CNIT-help

1. Introduction

CNIT (Coding-NonCoding Identifying Tool) software is a powerful signature tool to effectively distinguish between protein-coding and non-coding sequences by profiling adjoining nucleotide triplets ANT based on sequence intrinsic composition, especially for classification of incomplete transcripts and sense-antisense transcript pairs. Last version of CNCI1 is widely used by worldwide researchers. For better serve for scientific community and to make users distinguish transcripts more conveniently, we update CNIT to CNIT. It can discriminate the coding and non-coding transcripts faster, more accurately, in more species, especially for plants. Here, we provide an online version of CNIT.

2. CNIT Online Input

CNIT accepts RNA transcript sequences in fasta format.

2.1 Submit requirement

Fasta format:

Size requirement: Less than 10000 lines in input box and no line limitation in batch model. Maximum allowable upload file size is 50 Mb.

Name requirement: Sequence names beginning with ‘>’ symbol are required.

Sequence requirement: Only characters in DNA and RNA sequences are case ignoring, such as ATCGUatcgu.

GTF format are supported when you install the CNIT standalone version on most Linux-based operating systems not in Web temporarily.

2.2 How to submit the RNA transcript sequences?

There are two ways to submit RNA transcript sequences:

1) Paste RNA sequences in fasta format into the big input box at the home page.

2) Upload fasta file by the batch operation.

3. CNIT Results Output

The results will be stored on our server for seven days, you can retrieve your result via the job-ID link.

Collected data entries
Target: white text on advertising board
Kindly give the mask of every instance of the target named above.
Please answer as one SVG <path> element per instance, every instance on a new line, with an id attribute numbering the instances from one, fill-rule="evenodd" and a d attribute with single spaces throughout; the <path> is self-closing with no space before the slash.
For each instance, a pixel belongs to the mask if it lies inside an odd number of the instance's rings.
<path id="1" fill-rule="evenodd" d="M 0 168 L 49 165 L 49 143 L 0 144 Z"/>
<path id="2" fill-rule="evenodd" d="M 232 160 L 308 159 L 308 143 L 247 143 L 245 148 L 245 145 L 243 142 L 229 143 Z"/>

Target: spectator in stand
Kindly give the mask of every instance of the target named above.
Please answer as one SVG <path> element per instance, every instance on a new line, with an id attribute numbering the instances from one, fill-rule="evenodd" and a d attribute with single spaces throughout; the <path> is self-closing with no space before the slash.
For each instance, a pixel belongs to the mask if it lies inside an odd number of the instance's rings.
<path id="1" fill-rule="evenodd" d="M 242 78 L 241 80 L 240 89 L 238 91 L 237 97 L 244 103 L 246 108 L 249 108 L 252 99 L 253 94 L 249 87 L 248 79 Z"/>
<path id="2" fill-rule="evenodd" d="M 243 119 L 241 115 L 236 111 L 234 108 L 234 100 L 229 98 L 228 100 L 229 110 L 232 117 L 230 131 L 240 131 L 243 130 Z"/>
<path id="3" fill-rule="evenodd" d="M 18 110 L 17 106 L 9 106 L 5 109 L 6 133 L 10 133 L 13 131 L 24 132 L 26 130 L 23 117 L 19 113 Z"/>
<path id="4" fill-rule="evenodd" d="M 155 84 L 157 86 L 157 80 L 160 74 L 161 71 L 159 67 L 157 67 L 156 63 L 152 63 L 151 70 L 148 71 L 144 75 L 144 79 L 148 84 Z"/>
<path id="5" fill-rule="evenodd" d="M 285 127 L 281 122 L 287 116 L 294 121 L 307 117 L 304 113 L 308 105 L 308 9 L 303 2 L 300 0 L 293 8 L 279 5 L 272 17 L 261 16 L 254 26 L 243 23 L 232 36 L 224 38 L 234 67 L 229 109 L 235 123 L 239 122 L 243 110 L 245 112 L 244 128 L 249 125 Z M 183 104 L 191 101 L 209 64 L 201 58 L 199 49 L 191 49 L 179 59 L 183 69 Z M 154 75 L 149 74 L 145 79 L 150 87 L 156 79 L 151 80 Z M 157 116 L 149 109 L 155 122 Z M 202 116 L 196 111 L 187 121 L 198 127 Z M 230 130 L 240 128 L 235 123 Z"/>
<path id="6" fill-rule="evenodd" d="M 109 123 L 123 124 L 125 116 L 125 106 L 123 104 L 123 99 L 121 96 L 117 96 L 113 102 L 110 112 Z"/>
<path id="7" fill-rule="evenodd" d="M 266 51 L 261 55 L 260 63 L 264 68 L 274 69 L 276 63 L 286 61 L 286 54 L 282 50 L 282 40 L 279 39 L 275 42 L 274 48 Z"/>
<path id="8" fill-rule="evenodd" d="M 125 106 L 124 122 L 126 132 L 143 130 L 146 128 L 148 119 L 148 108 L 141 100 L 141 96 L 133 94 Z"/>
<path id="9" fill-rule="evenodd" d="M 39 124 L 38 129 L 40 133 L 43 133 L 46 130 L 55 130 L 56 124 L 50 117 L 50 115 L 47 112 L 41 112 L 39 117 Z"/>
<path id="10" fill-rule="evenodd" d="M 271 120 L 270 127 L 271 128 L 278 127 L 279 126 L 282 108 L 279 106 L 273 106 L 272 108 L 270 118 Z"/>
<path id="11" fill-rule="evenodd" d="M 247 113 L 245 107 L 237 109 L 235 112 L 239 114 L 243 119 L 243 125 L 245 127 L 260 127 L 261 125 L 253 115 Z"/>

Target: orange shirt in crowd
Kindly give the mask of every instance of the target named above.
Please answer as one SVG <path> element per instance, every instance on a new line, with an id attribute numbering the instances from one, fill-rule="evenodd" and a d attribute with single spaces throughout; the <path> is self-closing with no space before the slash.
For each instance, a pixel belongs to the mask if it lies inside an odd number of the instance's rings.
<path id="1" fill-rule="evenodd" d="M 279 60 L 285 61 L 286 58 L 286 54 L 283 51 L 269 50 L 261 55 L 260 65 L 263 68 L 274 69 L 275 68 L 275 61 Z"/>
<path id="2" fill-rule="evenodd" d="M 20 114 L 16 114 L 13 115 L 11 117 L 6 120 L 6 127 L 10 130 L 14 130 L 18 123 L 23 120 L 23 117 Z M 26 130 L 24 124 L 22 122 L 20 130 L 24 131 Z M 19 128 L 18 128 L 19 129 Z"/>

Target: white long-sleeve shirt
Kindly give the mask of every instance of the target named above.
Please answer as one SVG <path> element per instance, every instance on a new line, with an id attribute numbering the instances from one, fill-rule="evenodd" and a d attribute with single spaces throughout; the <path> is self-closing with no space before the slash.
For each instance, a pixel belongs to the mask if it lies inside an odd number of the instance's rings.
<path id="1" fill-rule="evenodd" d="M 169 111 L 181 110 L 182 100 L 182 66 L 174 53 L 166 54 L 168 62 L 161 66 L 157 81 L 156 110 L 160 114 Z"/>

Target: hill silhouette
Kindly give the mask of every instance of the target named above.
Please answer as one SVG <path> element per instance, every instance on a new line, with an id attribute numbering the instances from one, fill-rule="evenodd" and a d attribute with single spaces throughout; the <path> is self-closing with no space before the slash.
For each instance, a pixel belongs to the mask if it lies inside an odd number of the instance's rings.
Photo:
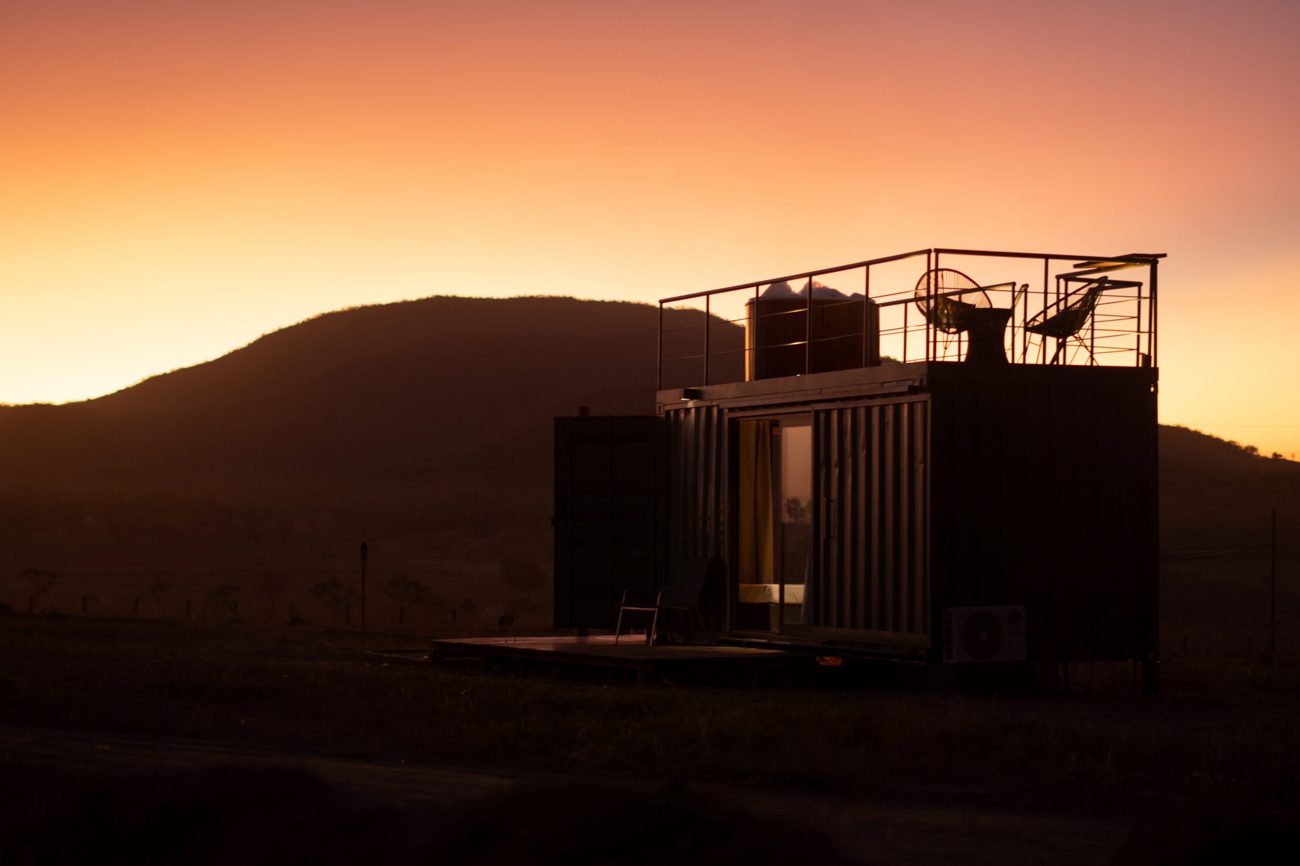
<path id="1" fill-rule="evenodd" d="M 437 557 L 445 544 L 419 540 L 499 547 L 503 532 L 546 566 L 551 419 L 653 411 L 656 316 L 572 298 L 360 307 L 98 399 L 0 407 L 0 566 L 363 534 Z M 742 345 L 723 322 L 712 339 Z M 1297 463 L 1186 428 L 1162 426 L 1160 446 L 1166 547 L 1256 544 L 1270 508 L 1300 515 Z"/>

### [TASKS TO PERFORM]
1. Determine whether each statement agrees with the CNIT help page, answering yes or no and quoting the exact words that decide it: (a) Results remain on the server for seven days. (b) The largest file that may be uploaded is 100 Mb. (c) The web version accepts input in GTF format.
2. List every numbered section heading in the CNIT help page.
3. Extend the CNIT help page past its final sentence.
The lines are not required for this work.

### [LIST OF ANSWERS]
1.
(a) Yes: "The results will be stored on our server for seven days"
(b) No: "Maximum allowable upload file size is 50 Mb."
(c) No: "GTF format are supported when you install the CNIT standalone version on most Linux-based operating systems not in Web temporarily."

2.
1. Introduction
2. CNIT Online Input
2.1 Submit requirement
2.2 How to submit the RNA transcript sequences?
3. CNIT Results Output

3.
3.1 CNIT results: html view

CNIT results html view gives an overview of coding status of the input sequences. Each row corresponds to one input sequence. The columns show the Transcript ID, the coding/noncoding classification label (Index), the coding probability score (CNIT Score) The results can be copied, printed and downloaded directly from our server in different file formats such Excel, PDF, csv.

3.2 CNIT results details

Results details consist of the most-like CDS (MLCDS) region detail (Figure A), Sequence (Figure B) and CNIT Score Detail Plot: Red line represents the correct transcriptional reading frame and other five lines (blue or green) represent other five reading frames, green line indicates the distribution of the coverage (the right y-axis) of the MLCDS region for each protein-coding transcript across the normalized length, here, we show identification result of coding and noncoding sequence sample (Figure C). Moreover, you blast your sequence in NONCODE database in this page directly.

4. FAQ

The framework of CNIT

The top panel shows the process of a sequence in a testing set. For a given sequence, six MLCDS regions (represented by six lines) are identified from six reading frames (represented by six color arrow lines) using a sliding window and dynamic programming algorithm. Then, an MLCDS region with a maximal S-score is selected to incorporate into an Xgboost. The bottom panel shows the training and classification process. Reliable protein-coding and non-coding sequences are used as a training set, and four features including 67 values are extracted to train Xgboost, which classifies the incorporating sequence into protein-coding or non-coding sequence.

The global prediction for CNIT

Here, we showed the prediction of CNIT for 37 species (11 animal species, 26 plant species) with the corresponding AUC value.

What's new in CNIT?

In comparison with CNCI, CNIT runs∼200 times faster than CNIT and exhibits more accurate in more species, especially for plants, when using Human and Arabidopsis data as training sets. Because CNIT can classify protein-coding and non-coding RNAs solely based on sequence intrinsic composition as CNCI, it is potentially applicable to a variety of species without whole-genome sequence or with poorly annotated information. The last but not the least, the updated model in CNIT can identify the most species in existing software of distinguish transcripts coding probability.